-- BEGIN Data provided --

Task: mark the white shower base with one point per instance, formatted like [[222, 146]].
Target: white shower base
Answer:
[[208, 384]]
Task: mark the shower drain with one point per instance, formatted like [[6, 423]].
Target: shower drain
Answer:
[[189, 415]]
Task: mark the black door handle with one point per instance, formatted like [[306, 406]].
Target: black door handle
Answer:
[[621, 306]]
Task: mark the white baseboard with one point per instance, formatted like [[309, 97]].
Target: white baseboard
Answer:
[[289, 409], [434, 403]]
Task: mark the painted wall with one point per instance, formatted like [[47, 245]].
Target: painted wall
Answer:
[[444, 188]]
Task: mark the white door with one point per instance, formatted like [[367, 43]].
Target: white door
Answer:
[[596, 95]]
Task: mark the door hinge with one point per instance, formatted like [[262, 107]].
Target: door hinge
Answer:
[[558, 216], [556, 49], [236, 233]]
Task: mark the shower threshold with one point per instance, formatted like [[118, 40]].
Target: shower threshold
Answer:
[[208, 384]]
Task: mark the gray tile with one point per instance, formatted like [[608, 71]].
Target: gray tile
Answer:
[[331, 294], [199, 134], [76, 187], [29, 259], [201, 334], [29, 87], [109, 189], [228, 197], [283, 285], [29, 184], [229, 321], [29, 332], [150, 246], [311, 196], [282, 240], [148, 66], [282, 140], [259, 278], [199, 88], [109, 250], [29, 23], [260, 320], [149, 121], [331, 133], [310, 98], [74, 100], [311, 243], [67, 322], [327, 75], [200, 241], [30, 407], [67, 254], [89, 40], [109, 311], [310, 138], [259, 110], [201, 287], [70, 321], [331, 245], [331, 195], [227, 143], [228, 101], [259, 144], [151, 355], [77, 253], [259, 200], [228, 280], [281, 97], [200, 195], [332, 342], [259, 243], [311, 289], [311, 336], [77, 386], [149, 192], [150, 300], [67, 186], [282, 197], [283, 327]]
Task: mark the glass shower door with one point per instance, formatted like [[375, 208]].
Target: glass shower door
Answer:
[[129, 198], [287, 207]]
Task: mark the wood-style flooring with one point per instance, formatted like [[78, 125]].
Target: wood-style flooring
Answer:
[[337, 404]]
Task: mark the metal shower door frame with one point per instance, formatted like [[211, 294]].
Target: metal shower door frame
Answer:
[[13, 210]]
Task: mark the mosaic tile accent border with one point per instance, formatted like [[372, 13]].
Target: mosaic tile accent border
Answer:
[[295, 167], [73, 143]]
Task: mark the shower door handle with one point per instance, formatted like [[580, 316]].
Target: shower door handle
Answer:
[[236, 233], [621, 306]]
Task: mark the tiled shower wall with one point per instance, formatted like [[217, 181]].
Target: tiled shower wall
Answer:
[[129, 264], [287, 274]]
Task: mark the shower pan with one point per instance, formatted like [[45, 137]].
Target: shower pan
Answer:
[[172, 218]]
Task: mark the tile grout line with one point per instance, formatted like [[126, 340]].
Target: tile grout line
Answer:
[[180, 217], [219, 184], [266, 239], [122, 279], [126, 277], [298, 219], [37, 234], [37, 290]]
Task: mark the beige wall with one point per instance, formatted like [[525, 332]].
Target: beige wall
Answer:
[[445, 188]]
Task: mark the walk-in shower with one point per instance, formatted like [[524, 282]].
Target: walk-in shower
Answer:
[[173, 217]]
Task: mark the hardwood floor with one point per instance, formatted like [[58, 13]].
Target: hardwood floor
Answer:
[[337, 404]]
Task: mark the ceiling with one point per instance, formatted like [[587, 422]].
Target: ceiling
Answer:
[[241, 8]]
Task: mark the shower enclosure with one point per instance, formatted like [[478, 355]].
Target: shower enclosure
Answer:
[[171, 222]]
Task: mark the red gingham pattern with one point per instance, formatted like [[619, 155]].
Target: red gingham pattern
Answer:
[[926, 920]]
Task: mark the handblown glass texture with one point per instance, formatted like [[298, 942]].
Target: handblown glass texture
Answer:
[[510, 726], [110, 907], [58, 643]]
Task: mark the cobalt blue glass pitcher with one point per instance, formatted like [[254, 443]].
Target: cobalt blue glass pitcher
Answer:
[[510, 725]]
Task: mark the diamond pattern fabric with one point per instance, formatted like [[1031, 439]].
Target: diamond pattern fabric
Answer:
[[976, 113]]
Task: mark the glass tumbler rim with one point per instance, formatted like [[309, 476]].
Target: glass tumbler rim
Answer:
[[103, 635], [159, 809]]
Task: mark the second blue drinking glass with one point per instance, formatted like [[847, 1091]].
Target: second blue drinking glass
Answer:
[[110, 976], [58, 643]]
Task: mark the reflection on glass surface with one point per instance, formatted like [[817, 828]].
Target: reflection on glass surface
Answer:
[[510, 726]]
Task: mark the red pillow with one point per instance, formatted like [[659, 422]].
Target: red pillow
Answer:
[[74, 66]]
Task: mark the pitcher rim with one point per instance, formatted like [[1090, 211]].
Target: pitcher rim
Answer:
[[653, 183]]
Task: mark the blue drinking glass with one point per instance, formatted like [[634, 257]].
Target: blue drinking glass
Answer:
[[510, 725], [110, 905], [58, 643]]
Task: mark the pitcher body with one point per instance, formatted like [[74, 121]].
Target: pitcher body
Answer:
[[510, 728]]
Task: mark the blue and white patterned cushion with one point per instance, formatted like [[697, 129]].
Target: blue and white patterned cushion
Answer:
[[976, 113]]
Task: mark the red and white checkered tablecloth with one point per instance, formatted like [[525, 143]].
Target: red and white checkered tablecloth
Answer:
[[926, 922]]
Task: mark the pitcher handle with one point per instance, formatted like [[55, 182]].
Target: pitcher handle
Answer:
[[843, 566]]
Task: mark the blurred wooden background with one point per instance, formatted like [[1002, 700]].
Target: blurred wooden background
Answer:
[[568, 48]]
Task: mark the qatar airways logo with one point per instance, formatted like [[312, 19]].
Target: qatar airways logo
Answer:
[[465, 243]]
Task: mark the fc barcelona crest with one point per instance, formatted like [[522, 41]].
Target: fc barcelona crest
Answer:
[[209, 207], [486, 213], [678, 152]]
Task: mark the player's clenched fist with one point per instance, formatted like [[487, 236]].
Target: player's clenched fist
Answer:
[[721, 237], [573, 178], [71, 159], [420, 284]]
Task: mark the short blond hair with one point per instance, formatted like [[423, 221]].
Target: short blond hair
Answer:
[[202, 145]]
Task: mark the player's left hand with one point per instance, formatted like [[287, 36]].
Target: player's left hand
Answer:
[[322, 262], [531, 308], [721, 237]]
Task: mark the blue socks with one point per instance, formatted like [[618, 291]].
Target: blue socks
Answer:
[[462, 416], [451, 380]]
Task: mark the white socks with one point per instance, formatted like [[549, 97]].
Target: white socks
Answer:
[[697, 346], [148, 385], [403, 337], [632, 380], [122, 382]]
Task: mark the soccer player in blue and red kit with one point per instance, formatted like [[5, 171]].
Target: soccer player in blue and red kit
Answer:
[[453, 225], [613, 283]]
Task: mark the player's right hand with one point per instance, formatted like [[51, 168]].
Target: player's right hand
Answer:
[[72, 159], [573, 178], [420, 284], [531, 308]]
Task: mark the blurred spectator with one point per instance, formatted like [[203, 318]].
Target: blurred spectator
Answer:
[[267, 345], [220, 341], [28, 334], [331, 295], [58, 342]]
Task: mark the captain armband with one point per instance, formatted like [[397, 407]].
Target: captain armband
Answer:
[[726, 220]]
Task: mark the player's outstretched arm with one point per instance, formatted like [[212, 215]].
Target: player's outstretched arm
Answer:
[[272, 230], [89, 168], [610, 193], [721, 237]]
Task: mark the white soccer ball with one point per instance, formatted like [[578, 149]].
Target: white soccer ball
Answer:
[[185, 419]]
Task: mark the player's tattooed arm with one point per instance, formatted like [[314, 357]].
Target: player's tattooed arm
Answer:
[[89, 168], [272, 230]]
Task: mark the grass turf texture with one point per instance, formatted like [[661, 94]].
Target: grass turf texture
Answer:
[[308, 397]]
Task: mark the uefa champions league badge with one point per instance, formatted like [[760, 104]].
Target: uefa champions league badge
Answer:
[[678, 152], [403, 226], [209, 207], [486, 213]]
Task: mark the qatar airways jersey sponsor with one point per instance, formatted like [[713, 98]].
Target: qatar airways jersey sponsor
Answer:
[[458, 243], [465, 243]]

-- END Data provided --

■ Given exercise:
Please copy the lines from the one containing "Task: mark the diamond" through the one containing "[[103, 635], [159, 809]]", both included, character for character.

■ Final answer:
Task: mark the diamond pattern fabric with one point per instance, formatted like [[1031, 439]].
Target: diamond pattern fabric
Answer:
[[976, 113]]
Task: mark the glass tumbler rim with one point per instance, formatted like [[309, 476]].
Target: glass tumbler rim
Answer:
[[103, 635], [159, 809]]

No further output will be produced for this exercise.